Update the article on Bidwell's peacocks between "This time of" and "earrings. (Photo/Monica Bidwell)", inclusive, changing "mating season" to "breeding season".
====== SELECTED PASSAGE ======
On warm days, the peacocks often sun themselves, which Bidwell said is a shocking sight. “They look like they’re dead because they sprawl out sideways.”

Cold isn’t the only thing that threatens the birds. She lost a pheasant to a predator that somehow slipped into the aviary, she said.

This time of year is mating season, and Bidwell said the peahens have been moved over to a neighbor’s house who also raises the birds. This keeps the male birds from being aggressive and fighting one another.

The eye feathers of the peacocks become earrings. (Photo/Monica Bidwell)

“If I see any fighting going on, I’m out here trying to break it up,” Bidwell said. Her husband Jeff laughs at her, and reminds her they fight when she’s not looking too. “Well, it’s not gonna happen in front of me!” she quips.

The male birds will begin dropping their tail feathers in late spring or early summer. “During that heavy molting seasons, they lose their tail feathers and the aggressiveness is not as bad,” Bidwell said. Once this happens, Bidwell can bring the female birds back to the aviary.

The peacocks like to eat fruit and vegetables, and Bidwell has planted grapes, blueberries and cherry tomatoes alongside the aviary, where they can help themselves. She also feeds them seeds and grains that help with their digestion.
====== EXERCISE DATA ======
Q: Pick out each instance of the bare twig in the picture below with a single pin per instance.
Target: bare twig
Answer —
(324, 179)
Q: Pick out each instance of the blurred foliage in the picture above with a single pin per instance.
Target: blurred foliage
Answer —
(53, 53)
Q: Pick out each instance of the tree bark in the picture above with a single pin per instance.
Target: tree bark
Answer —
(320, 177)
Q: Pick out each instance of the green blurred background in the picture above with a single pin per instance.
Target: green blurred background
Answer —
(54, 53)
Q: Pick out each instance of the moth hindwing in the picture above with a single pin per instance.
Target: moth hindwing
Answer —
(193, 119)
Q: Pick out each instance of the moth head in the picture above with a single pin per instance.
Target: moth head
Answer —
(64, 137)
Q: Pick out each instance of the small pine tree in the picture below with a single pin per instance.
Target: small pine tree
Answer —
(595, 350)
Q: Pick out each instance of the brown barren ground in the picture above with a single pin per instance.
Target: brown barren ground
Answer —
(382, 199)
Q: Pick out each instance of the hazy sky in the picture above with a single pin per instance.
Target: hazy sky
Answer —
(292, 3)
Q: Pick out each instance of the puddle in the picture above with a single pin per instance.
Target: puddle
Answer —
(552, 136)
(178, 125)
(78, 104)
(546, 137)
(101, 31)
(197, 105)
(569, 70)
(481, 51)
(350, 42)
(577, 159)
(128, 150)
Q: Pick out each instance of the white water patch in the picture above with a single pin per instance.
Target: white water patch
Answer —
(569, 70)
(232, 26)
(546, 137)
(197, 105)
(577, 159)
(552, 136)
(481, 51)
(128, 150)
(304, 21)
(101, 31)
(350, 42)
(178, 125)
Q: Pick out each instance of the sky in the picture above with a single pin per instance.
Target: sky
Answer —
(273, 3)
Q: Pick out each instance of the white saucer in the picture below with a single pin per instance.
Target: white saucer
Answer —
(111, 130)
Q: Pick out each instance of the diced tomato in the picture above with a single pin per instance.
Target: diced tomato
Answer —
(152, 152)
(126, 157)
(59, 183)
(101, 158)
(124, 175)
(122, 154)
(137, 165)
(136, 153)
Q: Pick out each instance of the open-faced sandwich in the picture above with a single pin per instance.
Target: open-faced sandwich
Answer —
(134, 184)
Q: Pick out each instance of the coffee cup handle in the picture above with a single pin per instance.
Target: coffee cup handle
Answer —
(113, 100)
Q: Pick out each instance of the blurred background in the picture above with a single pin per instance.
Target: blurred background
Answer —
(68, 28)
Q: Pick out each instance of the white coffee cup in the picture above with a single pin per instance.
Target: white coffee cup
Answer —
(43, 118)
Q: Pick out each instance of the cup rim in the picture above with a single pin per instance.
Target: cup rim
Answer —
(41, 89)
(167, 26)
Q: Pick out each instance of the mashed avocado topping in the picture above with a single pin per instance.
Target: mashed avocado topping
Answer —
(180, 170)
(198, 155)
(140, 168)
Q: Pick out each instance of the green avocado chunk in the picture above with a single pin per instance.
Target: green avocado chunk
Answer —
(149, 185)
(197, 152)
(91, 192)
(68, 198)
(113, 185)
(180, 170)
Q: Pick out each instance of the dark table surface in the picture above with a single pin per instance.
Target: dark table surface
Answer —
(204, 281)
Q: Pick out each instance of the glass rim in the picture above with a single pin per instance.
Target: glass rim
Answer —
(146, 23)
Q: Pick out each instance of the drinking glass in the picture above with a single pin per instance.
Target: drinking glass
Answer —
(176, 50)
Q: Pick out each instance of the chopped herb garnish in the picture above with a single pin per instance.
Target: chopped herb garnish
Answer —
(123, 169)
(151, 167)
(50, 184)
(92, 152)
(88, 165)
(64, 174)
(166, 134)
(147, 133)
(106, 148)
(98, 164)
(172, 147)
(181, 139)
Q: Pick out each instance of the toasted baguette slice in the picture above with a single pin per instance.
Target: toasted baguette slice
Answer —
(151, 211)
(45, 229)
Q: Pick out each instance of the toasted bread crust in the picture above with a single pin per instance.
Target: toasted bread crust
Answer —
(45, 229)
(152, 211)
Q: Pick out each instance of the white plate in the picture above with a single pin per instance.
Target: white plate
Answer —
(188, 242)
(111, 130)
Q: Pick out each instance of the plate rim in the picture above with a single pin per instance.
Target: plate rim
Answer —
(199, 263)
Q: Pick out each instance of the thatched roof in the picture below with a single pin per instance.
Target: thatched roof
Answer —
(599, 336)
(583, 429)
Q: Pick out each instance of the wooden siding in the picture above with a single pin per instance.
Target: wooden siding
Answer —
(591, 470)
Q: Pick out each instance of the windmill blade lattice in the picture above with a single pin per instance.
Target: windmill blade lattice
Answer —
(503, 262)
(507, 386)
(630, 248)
======
# [RESULT OF THIS EXERCISE]
This time of year is breeding season, and Bidwell said the peahens have been moved over to a neighbor’s house who also raises the birds. This keeps the male birds from being aggressive and fighting one another.

The eye feathers of the peacocks become earrings. (Photo/Monica Bidwell)